There are parts of the trade that aren't really "grunt work," but they're physically demanding work. You have to have that work ethic to work hard and possibly sweat through the day. But then there's also a really graceful finesse with it, and I like that I have the ability to combine the two into one thing.
What advice would you give to someone interested in joining the trade?
Be open to things going wrong. You're going to mess up when you're first training and that's OK—that's how you figure it out. You just have to throw yourself in there. It can be hard, but it pays off in the long run. I used to follow my old boss around to listen to how he deals with questions, how he communicates with contractors and homeowners. Sometimes I'd even turn off my machines to listen. Now that I'm completely on my own, I wish I'd done a little more of that listening. I feel so thankful that I had that opportunity to have a mentor who could teach me so much, especially with the communication aspect, because I emphasize that that is very important.
For example, on some of the jobs that I've done, I really don't know exactly how long it's going to take me to complete it, and I've not been super confident about communicating with the client about that; I feel like if I'm not 100% sure, then I don't know enough. But that's not always the case. I used to hear Tony say, "There's no way of knowing that. I can get underneath the floor and I can get the repairs done, but I don't know what's going on under the floor." Just having the confidence to say that has been helpful.
What's your advice for women interested in joining the trade?
For me, it feels like doing what I love has attracted a lot of women who have approached me and asked, "Would you be willing to let me work on one of your jobs and see if I like it?" I put things on social media as a way of advertising the trade, but also to encourage people to get into something they love. That's one thing I tell them: Even if it's not hardwood floors, if it's another trade, if you find something that you enjoy doing, then share it with the world! That's motivating. I've had so many women approach me saying, "I wish I knew how to do what you do," or, "I would love to learn a trade or how to do hardwood floors."

────────────────────────────────────────

**Action item A**
Can you reproduce the part of the hardwood flooring interview that opens with the words containing "For example, on" and closes with "women interested in joining the trade?"?
**Action item B**
How would you say this sentence from the hardwood flooring interview in Spanish: "It can be hard, but it pays off in the long run."
**Action item C**
Could you extend the hardwood flooring interview, picking up right after its last sentence?

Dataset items
────────────────────────────────────────

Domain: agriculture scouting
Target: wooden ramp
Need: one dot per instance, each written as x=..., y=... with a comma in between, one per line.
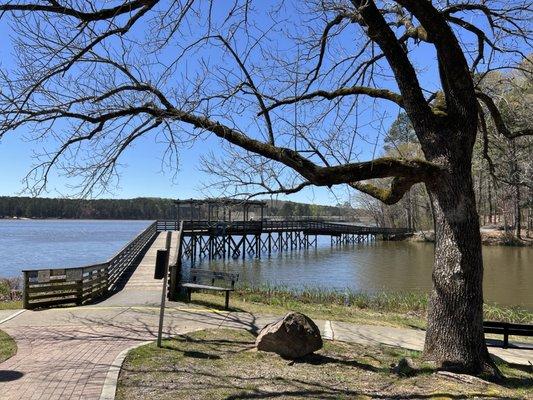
x=141, y=288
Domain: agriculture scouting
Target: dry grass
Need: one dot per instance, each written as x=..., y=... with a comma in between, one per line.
x=8, y=347
x=223, y=364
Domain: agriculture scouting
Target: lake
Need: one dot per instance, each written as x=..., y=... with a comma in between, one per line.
x=377, y=266
x=34, y=244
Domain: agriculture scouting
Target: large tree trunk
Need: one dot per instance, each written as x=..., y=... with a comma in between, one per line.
x=454, y=337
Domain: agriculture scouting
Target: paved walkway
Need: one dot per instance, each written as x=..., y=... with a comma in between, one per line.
x=66, y=353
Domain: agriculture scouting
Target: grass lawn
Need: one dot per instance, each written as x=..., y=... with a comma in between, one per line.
x=223, y=364
x=8, y=347
x=398, y=310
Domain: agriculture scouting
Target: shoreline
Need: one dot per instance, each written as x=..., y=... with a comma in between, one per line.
x=489, y=237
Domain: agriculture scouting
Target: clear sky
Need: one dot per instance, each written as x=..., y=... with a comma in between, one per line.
x=141, y=172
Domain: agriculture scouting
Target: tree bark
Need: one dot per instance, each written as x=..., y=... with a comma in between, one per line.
x=454, y=337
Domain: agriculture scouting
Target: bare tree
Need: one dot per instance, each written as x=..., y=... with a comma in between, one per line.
x=291, y=86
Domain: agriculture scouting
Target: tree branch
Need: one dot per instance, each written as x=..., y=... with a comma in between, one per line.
x=348, y=91
x=390, y=196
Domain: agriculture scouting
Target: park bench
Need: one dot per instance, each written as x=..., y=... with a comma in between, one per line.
x=198, y=277
x=507, y=329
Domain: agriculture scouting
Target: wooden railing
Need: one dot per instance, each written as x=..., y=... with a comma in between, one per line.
x=243, y=227
x=80, y=285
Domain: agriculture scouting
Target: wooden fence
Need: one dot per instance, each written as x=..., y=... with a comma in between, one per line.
x=80, y=285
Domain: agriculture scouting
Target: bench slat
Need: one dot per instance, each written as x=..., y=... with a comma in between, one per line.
x=206, y=287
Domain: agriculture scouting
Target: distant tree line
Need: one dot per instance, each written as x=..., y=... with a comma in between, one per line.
x=138, y=208
x=502, y=169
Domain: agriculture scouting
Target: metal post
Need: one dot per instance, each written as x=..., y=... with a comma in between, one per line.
x=26, y=294
x=164, y=291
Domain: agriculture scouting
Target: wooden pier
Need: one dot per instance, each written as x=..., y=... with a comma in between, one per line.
x=239, y=239
x=196, y=239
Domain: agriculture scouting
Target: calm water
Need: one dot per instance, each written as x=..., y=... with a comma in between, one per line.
x=386, y=266
x=391, y=266
x=33, y=244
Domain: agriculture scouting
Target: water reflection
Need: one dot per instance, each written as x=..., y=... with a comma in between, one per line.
x=389, y=266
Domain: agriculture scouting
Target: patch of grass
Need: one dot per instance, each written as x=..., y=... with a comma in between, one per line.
x=257, y=305
x=392, y=309
x=223, y=364
x=8, y=347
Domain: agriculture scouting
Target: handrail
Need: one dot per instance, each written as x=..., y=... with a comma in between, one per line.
x=311, y=226
x=79, y=285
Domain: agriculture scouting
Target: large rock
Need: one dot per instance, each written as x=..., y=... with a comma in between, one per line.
x=293, y=336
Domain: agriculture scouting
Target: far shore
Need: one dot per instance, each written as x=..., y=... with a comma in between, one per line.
x=489, y=237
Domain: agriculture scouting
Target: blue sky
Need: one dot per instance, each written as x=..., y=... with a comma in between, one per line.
x=141, y=172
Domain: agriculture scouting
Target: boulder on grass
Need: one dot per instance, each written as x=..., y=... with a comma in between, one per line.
x=293, y=336
x=405, y=368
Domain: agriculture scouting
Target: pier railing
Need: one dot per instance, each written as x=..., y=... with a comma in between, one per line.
x=79, y=285
x=251, y=227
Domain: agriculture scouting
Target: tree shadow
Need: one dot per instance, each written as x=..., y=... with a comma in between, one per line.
x=10, y=375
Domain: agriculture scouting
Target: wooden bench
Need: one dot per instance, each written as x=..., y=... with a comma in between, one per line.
x=197, y=276
x=507, y=329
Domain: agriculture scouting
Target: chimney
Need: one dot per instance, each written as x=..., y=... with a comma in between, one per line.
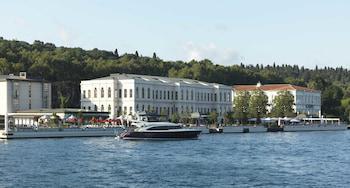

────────────────────────────────────────

**Expected output A**
For example, on some of the jobs that I've done, I really don't know exactly how long it's going to take me to complete it, and I've not been super confident about communicating with the client about that; I feel like if I'm not 100% sure, then I don't know enough. But that's not always the case. I used to hear Tony say, "There's no way of knowing that. I can get underneath the floor and I can get the repairs done, but I don't know what's going on under the floor." Just having the confidence to say that has been helpful.
What's your advice for women interested in joining the trade?

**Expected output B**
Puede ser difícil, pero vale la pena a largo plazo.

**Expected output C**
There is so much opportunity and, with a lack of tradespeople, having little to no experience isn't necessarily an issue. It's hard to find reliable workers who have an eagerness to learn. Think about it like a college degree, but instead of paying someone to teach you something you may or may not use in a career, you can get paid to learn, and the payoff can be greater than that of a four-year degree. It's really more than a free education… and women have a lot of traits that work well in hardwood floors. Women have a great attention to detail, and even though it may seem intimidating to step into a male-dominated field, women are starting to prove themselves in the construction world, and there's nothing about this trade that women can't do. I hope my motivation and passion will encourage women, and I'm happy to help women who have an interest in hardwood flooring.
What are your passions outside of hardwood flooring?
Most relevant to my trade, I like to save the scrap pieces of wood, or leftover pieces that maybe don't match the rest of the floor, and I've done a lot of woodworking projects as gifts for people, making anything from framed mirrors to hope chests and a few headboards. I also just really enjoy being out in nature. I've taken a small break, but I've been a runner my whole life. I've run four marathons. I really enjoy doing that and going on road trips, cycling, anything outdoors. People used to ask, "How do you do a manual job and run after work?" It seems like so much work, but I've noticed that running really helps with my core strength, which helps with my back. I've never had knee problems doing floors, they have such great kneepads now so it's not really an issue. I feel like when I run I've got that strength and I'm using other muscles in my body to give other muscles that I use in work a break. It's good to just do a little bit of everything.